• Passage
The pre-proprecessing method is identical to the one used in HEP.TrkX project (Farrell et al. 2018), except the pT restriction, which is used to reduce total number of particles in an event. This is done intentionally in order to compare our results with the classical equivalent model.

3 The hybrid quantum-classical graph neural network model

A graph neural network (GNN) is a Neural Network model that acts on features of the graph, such as nodes, edges or global features (Veličković et al. 2018). GNNs have shown great success in many occasions for node and graph classification and link prediction (Wu et al. 2021c). Their success led to applications in High Energy Physics for many problems such as track and particle flow construction (Farrell et al. 2018; Ju et al. 2020; Shlomi et al. 2021; Biscarat et al. 2021; Pata et al. 2021). This situation attracted the interest of the Quantum Machine Learning community to develop quantum graph neural networks for different applications (Verdon et al. 2019; Chen et al. 2021).

The hybrid quantum-classical graph neural network (QGNN) model that we propose takes a graph as the input and returns a probability as the output for all edges of the initial graph. The QGNN builds up an attention passing graph neural network model proposed by Veličković et al. (2018), following the same strategy as the HEP.TrkX project of Farrell et al. (2018). In contrast to the classical GNN approach, we add a Quantum Neural Network (QNN) layer to Multi Layer Perceptrons (MLP).

The QGNN consists of 3 parts. The first one is the Input Network, whose task is to increase the dimension of the input data. It takes the spatial coordinate information (e.g. 3 cylindrical coordinates) and passes them through a single fully connected Neural Network layer with sigmoid activation and an output size corresponding to the hidden dimension size (ND). Then, these new data points are concatenated (⊕) to form the initial node feature vector, where .

$$ v = x \oplus \phi_{FC}(x) $$
(6)

As a next step, the node feature vector is fed to Edge and Node Networks, which process the graph iteratively in order to obtain a final edge probability value (e) for each of the edges. During this process, the same Edge and Node Network is sequentially executed for a predetermined number of iterations (NI) times and finally the same Edge Network is used one more time to obtain final edge probabilities (\(e \in [0,1]^{N_{E}} \)). This pipeline is summarized with a simple drawing in Fig. 5.

• Challenges
1. Reproduce the passage on the hybrid quantum-classical graph neural network from "The pre-proprecessing method" up to and including "classical equivalent model.".
2. Take the text on the hybrid quantum-classical graph neural network further, starting after its final sentence.

• Stored rows
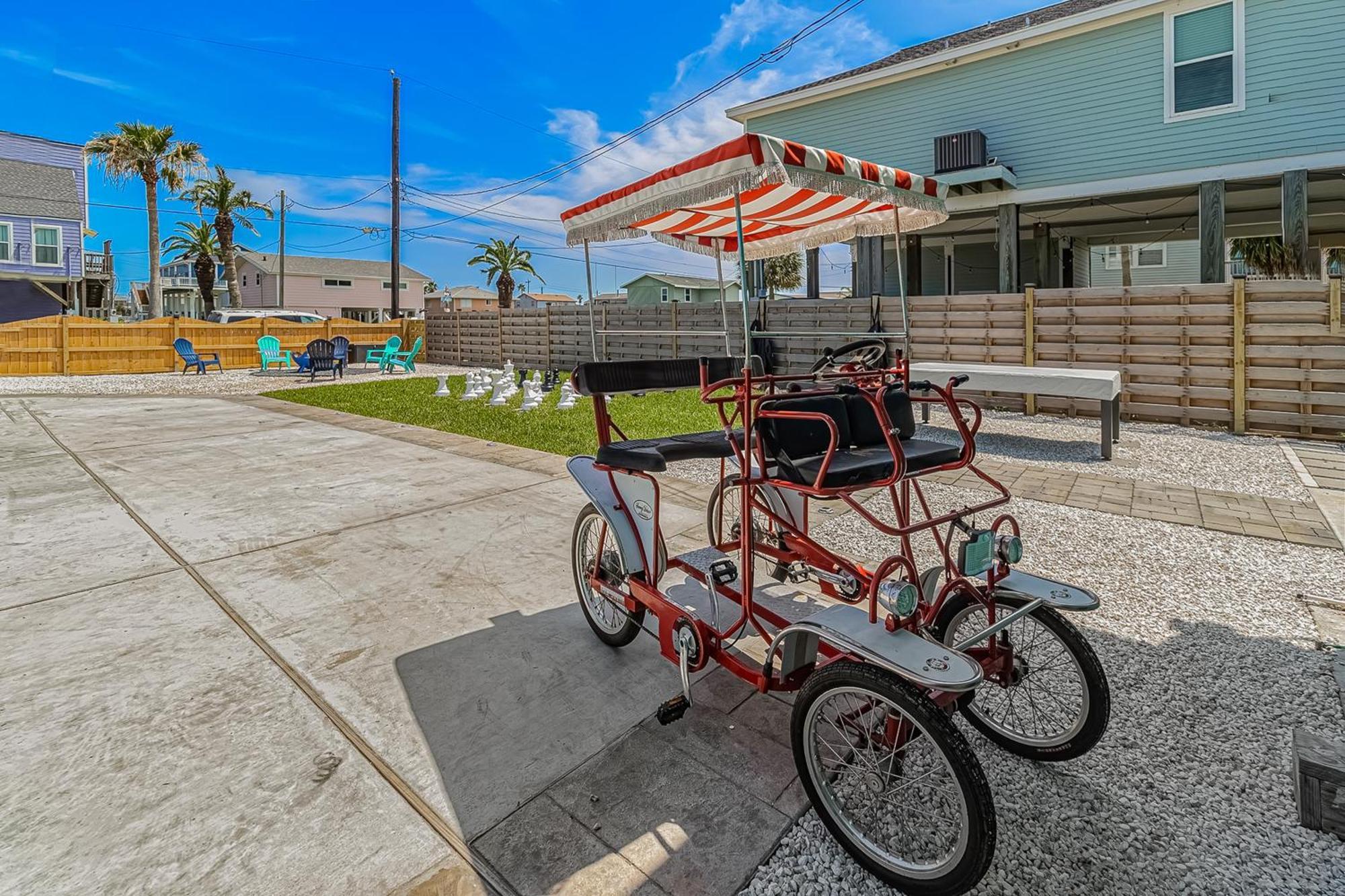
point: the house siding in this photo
(1091, 107)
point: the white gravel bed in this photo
(1211, 665)
(231, 382)
(1147, 452)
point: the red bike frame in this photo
(738, 403)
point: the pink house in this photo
(334, 287)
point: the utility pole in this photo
(280, 287)
(397, 196)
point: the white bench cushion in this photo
(1066, 382)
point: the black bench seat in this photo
(653, 455)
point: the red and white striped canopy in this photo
(793, 197)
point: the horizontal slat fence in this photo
(71, 345)
(1250, 356)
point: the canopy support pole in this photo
(724, 306)
(902, 286)
(588, 275)
(743, 286)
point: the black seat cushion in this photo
(871, 464)
(653, 455)
(864, 423)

• Answers for this exercise
1.
The pre-proprecessing method is identical to the one used in HEP.TrkX project (Farrell et al. 2018), except the pT restriction, which is used to reduce total number of particles in an event. This is done intentionally in order to compare our results with the classical equivalent model.

2.
Fig. 5
figure 5

Schematic of the QGNN architecture. The pre-processed graph is fed to an Input Network, which increases the dimension of the node features. Then, the graph’s features are updated with the Edge and Node Networks iteratively, number of iterations (NI) times. Finally, the same Edge Network is used one more time to extract the edge features of the graph that predicts the track segments. There is only one Edge Network in the pipeline, two Edge Networks are drawn only for visual purposes. The pipeline is adapted from Farrell et al. (2018)

3.1 The Edge Network

The Edge Network takes pairs of nodes into account and returns the probability for those two nodes to be connected. Initially, the connectivity of each pair of nodes is given by the connectivity matrices Ri and Ro. Using these matrices, node feature vectors bo and bi of all initially connected edges, or so called doublets (bobi), are obtained.

$$ \begin{array}{@{}rcl@{}} b_{o}^{ k} = \sum\limits_{j=1}^{N_{V}} R_{o}^{ jk}v_{j} \quad b_{i}^{ k} = \sum\limits_{j=1}^{N_{V}} R_{i}^{ jk}v_{j} \end{array} $$
(7)

The feature vectors of input and output nodes of each edge are concatenated in order to be fed into a Hybrid Neural Network (HNN, ϕEdgeNetwork). The HNN returns edges features (e), which are the probabilities for each edge, to be part of a real trajectory or not. Next, the edge features are passed to the Node Network.

$$ e_{k} = \phi_{EdgeNetwork}\left( b_{o}^{ k} \oplus b_{i}^{ k}\right) $$
(8)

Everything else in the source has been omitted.